--- Required task ---
Print the records below verbatim, leaving out the pictures.

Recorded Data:

/---

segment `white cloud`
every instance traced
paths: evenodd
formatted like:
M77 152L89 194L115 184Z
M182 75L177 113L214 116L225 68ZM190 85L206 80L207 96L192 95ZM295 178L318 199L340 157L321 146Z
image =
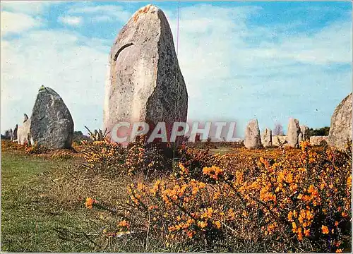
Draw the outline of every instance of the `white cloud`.
M130 11L116 5L93 6L78 4L68 11L69 14L81 14L90 17L92 22L126 22L131 16Z
M249 16L259 11L181 8L178 58L189 95L188 117L237 119L240 135L252 118L262 127L279 121L285 128L289 116L312 127L329 125L333 109L351 90L350 68L334 67L351 64L351 23L328 23L311 35L288 34L292 24L249 27ZM176 45L176 16L168 13Z
M79 25L83 23L82 17L78 16L64 16L59 17L58 20L62 23L69 25Z
M65 30L38 30L4 40L1 130L20 123L23 113L30 115L42 85L61 96L76 129L101 128L109 52L104 43Z
M1 35L19 33L40 26L39 18L33 18L23 13L1 11Z
M249 27L248 18L261 11L205 4L181 8L178 58L189 95L189 118L237 119L241 130L254 117L261 128L280 121L285 129L289 116L310 127L329 123L350 89L350 68L335 66L351 63L351 23L328 23L310 35L287 33L293 24ZM175 10L165 13L176 46ZM67 13L85 21L123 23L131 14L90 3ZM65 30L31 31L1 41L1 130L30 114L41 85L61 95L76 129L100 128L112 43Z
M1 11L11 11L28 15L37 15L50 5L57 4L54 1L1 1Z

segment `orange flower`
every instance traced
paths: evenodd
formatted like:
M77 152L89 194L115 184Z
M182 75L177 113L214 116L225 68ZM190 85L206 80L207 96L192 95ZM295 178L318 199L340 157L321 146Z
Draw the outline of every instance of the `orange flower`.
M126 222L125 219L120 222L118 224L118 226L128 226L129 224L128 222Z
M328 228L326 226L323 225L321 226L321 229L323 230L323 233L325 234L328 234L329 232Z
M93 204L95 204L96 202L97 202L96 200L94 200L92 198L87 198L85 205L87 208L92 209L92 207L93 207Z
M215 222L215 224L216 225L216 227L217 227L217 229L220 229L220 226L221 226L221 225L220 225L220 222L218 222L218 221Z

\---

--- Result of this exercise ---
segment `white cloud`
every instance traced
paths: evenodd
formatted like:
M77 152L89 194L115 184Z
M182 75L177 113L214 116L225 68ZM190 85L206 80L207 96L192 95ZM295 178L318 199L340 157L321 146Z
image =
Draw the outline of every instance of the `white cloud`.
M130 11L116 5L93 6L78 4L68 11L69 14L81 14L90 17L92 22L126 22L131 16Z
M249 16L259 11L181 8L178 58L189 95L188 117L237 119L240 135L252 118L262 127L279 121L285 128L289 116L312 127L329 125L333 109L351 90L350 68L334 67L351 64L351 23L328 23L311 35L288 34L292 24L249 27ZM176 45L176 16L168 13Z
M79 25L83 23L82 17L78 16L64 16L59 17L58 20L62 23L69 25Z
M65 30L38 30L4 40L1 130L20 123L23 113L30 115L42 85L61 96L76 129L101 128L109 52L104 43Z
M1 35L19 33L40 26L39 18L33 18L23 13L1 11Z
M249 27L248 18L261 11L205 4L181 8L178 58L189 95L189 118L237 119L241 130L254 117L261 128L280 121L285 129L289 116L310 127L329 123L350 89L350 68L335 66L351 63L351 23L328 23L310 35L287 33L293 24ZM175 10L165 13L176 46ZM67 13L85 21L123 23L131 14L90 3ZM65 30L31 31L1 41L1 130L30 114L41 85L61 95L76 129L100 128L112 43Z
M1 11L11 11L28 15L37 15L50 5L57 4L54 1L1 1Z

segment `orange flower`
every instance traced
paths: evenodd
formatted like:
M77 152L89 194L115 184Z
M182 75L177 113L214 116L225 68ZM190 85L206 80L207 96L192 95ZM295 178L318 199L340 157L321 146Z
Draw the outline of every instance of the `orange flower`.
M126 222L125 219L120 222L118 224L118 226L128 226L129 224L128 222Z
M328 228L326 226L323 225L321 226L321 229L323 230L323 233L325 234L328 234L329 232Z
M93 204L95 204L96 202L97 202L96 200L94 200L92 198L87 198L85 205L87 208L92 209L92 207L93 207Z
M215 222L215 224L216 225L216 227L217 227L217 229L220 229L220 226L221 226L221 225L220 225L220 222L218 222L218 221Z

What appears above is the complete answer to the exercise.